◆ Set exercise A ◆
Raise every bounding-box coordinate in the records by 16. Write out everything from the line containing "Request: Identify every window" down to the end of the records, with the requests included.
— begin Passage —
She searched around for a horse that had “Champ” on their rug or a grey horse. She found many amazing horses, but no Champ or grays. She leaned into the front seat, she saw her father had a smile on his face. This was unusual when he was looking at horses. The car pulled up and the girl got out, her aunty and father got out and stretched their legs. 
The girl saw the horse’s owners who she had spoken to many times on the phone and knew through her fathers work. 
“Come meet Chinga,” the owners said as they lead the girl over to a paddock that didn’t have as much grass in it. The paddock had two young, skinny *Thoroughbreds*in it they stood close together. They were bay and looked nothing like the horses her father and the owner had told her about.
“Dad?” The girl asked looking up to her father for an explanation.
“Maddie, this is Chinga we made up the whole grey thing because we wanted it to be a surprise,” He replied looking at his daughter as one of the bays, the taller one came over and sniffed his arm that he had resting on the fence.
“Okay,” Maddie replied, this is all she had to say.
“Hey buddy, your looking for another carrot aren’t you well Maddie’s got one in the car for after your ride if you’re good,” He said rubbing the horse on the forehead.
This shocked Maddie, she’d never seen her father act like this with a horse. She knew that her dad had been coming and giving Chinga carrots when he came to pick the guys up for work but Chinga looked so sweet with him.


----------



## ChingazMyBoy (Apr 16, 2009)

Not sure why Thoroughbred came up in bold.


----------



## ChingazMyBoy (Apr 16, 2009)

Maddie looked over the horse, he was a dull bay. He had no spirit in his eyes. Maddie thought that he was going to be a boring, lazy horse that she would never be able to just let him go and he would run.

The owners walked off, she had heard her dad talking to them but she hadn’t been listening. They came back with a saddle, saddle blanket and a bridle. He had a dullish saddle blanket. It had the wonderful colour of grey. Maddie then decided that he was going to have a bright saddle blanket if he became hers.

She watched as the owners saddled him up, he stood quietly while they did up his girth. There was only one problem, he hated the bit. He threw his head as high as he could and tried to back away. Maddie sighed. She’d dealt with horses who didn’t like the bit before and she knew how hard it was to get them to like the bit. 

It was time for Maddie to mount, the owners had said he stood quietly while people mounted, but to make sure Maddie held her reins firmly. She bounced on the ground one, two, three, go. She mounted like an idiot. Chinga threw his ears back and pranced around.
— end Passage —
— begin Data to use —
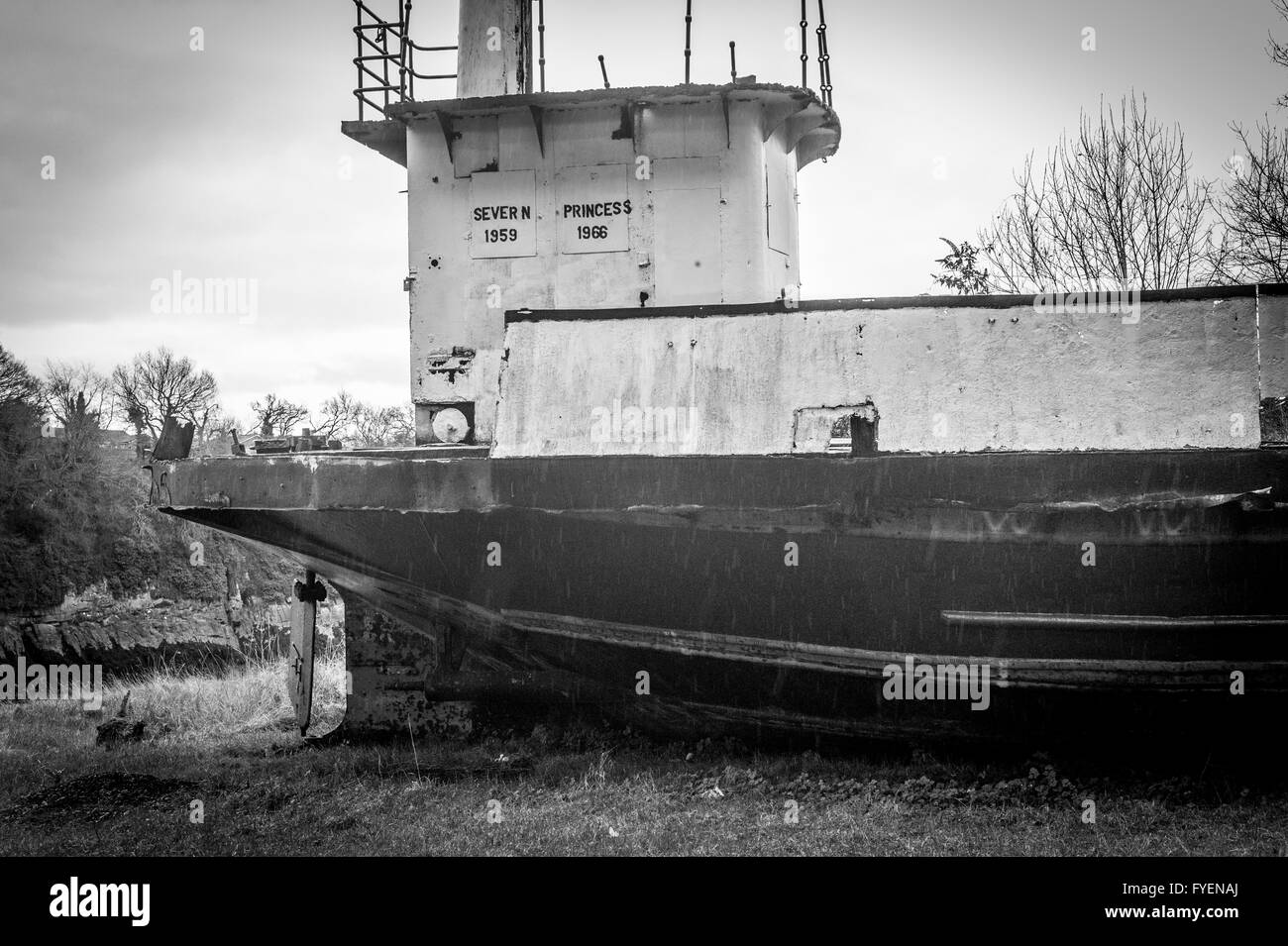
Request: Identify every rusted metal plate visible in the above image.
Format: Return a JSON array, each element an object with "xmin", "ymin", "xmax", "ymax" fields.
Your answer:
[{"xmin": 286, "ymin": 572, "xmax": 326, "ymax": 734}]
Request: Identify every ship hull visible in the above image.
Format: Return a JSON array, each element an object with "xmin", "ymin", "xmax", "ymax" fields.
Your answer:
[{"xmin": 155, "ymin": 451, "xmax": 1288, "ymax": 738}]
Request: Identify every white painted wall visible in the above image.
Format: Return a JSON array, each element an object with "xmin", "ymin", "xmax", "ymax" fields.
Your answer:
[
  {"xmin": 407, "ymin": 91, "xmax": 800, "ymax": 442},
  {"xmin": 494, "ymin": 296, "xmax": 1282, "ymax": 456}
]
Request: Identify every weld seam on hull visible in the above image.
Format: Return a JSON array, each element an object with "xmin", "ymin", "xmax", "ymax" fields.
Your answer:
[
  {"xmin": 939, "ymin": 611, "xmax": 1288, "ymax": 631},
  {"xmin": 501, "ymin": 610, "xmax": 1288, "ymax": 692}
]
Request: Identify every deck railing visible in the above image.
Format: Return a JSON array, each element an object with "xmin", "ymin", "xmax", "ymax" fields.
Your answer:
[{"xmin": 353, "ymin": 0, "xmax": 456, "ymax": 120}]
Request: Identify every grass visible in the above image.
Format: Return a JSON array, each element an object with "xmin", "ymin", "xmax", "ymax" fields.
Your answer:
[{"xmin": 0, "ymin": 661, "xmax": 1288, "ymax": 855}]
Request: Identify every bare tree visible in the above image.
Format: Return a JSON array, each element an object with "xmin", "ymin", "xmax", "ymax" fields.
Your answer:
[
  {"xmin": 112, "ymin": 347, "xmax": 218, "ymax": 438},
  {"xmin": 0, "ymin": 345, "xmax": 44, "ymax": 407},
  {"xmin": 250, "ymin": 394, "xmax": 309, "ymax": 436},
  {"xmin": 353, "ymin": 405, "xmax": 416, "ymax": 447},
  {"xmin": 1214, "ymin": 125, "xmax": 1288, "ymax": 283},
  {"xmin": 1266, "ymin": 0, "xmax": 1288, "ymax": 108},
  {"xmin": 1214, "ymin": 0, "xmax": 1288, "ymax": 283},
  {"xmin": 309, "ymin": 388, "xmax": 369, "ymax": 440},
  {"xmin": 930, "ymin": 237, "xmax": 988, "ymax": 296},
  {"xmin": 979, "ymin": 94, "xmax": 1215, "ymax": 293},
  {"xmin": 46, "ymin": 362, "xmax": 113, "ymax": 460}
]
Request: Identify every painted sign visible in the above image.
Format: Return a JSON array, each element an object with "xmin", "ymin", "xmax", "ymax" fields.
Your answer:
[
  {"xmin": 555, "ymin": 164, "xmax": 635, "ymax": 254},
  {"xmin": 471, "ymin": 171, "xmax": 537, "ymax": 260}
]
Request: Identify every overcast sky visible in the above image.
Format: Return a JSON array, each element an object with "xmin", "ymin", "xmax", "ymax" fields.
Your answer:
[{"xmin": 0, "ymin": 0, "xmax": 1288, "ymax": 416}]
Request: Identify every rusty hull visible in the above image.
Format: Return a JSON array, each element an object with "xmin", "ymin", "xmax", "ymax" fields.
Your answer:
[{"xmin": 154, "ymin": 448, "xmax": 1288, "ymax": 738}]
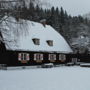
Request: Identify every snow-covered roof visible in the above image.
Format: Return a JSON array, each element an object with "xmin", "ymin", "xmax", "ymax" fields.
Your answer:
[{"xmin": 1, "ymin": 17, "xmax": 72, "ymax": 53}]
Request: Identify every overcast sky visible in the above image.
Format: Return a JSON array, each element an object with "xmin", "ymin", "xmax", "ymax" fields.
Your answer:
[{"xmin": 47, "ymin": 0, "xmax": 90, "ymax": 16}]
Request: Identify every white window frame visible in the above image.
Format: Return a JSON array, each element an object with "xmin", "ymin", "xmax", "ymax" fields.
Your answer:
[
  {"xmin": 34, "ymin": 53, "xmax": 43, "ymax": 60},
  {"xmin": 48, "ymin": 54, "xmax": 56, "ymax": 60},
  {"xmin": 18, "ymin": 53, "xmax": 30, "ymax": 61},
  {"xmin": 59, "ymin": 54, "xmax": 66, "ymax": 61}
]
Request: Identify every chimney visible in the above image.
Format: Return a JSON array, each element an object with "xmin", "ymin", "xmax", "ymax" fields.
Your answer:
[{"xmin": 40, "ymin": 19, "xmax": 46, "ymax": 27}]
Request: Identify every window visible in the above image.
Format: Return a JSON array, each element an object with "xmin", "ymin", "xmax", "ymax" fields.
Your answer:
[
  {"xmin": 34, "ymin": 53, "xmax": 43, "ymax": 60},
  {"xmin": 18, "ymin": 53, "xmax": 30, "ymax": 61},
  {"xmin": 49, "ymin": 54, "xmax": 56, "ymax": 60},
  {"xmin": 59, "ymin": 54, "xmax": 66, "ymax": 61},
  {"xmin": 32, "ymin": 38, "xmax": 40, "ymax": 45},
  {"xmin": 47, "ymin": 40, "xmax": 53, "ymax": 46}
]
— end Data to use —
◆ Set exercise B ◆
Answer these questions about the story:
(i) How many Thoroughbreds were in the paddock the owners led the girl to?
(ii) What did Maddie have in the car for Chinga after the ride?
(iii) What color was Chinga's saddle blanket?

◆ Exercise response A ◆
Request: Identify every window visible in the above image.
Format: Return a JSON array, each element an object with "xmin", "ymin", "xmax", "ymax" fields.
Your answer:
[
  {"xmin": 50, "ymin": 69, "xmax": 59, "ymax": 76},
  {"xmin": 34, "ymin": 69, "xmax": 46, "ymax": 77},
  {"xmin": 65, "ymin": 70, "xmax": 72, "ymax": 76},
  {"xmin": 75, "ymin": 70, "xmax": 82, "ymax": 77},
  {"xmin": 48, "ymin": 54, "xmax": 56, "ymax": 61},
  {"xmin": 63, "ymin": 56, "xmax": 69, "ymax": 62}
]

◆ Exercise response B ◆
(i) Two
(ii) A carrot
(iii) Grey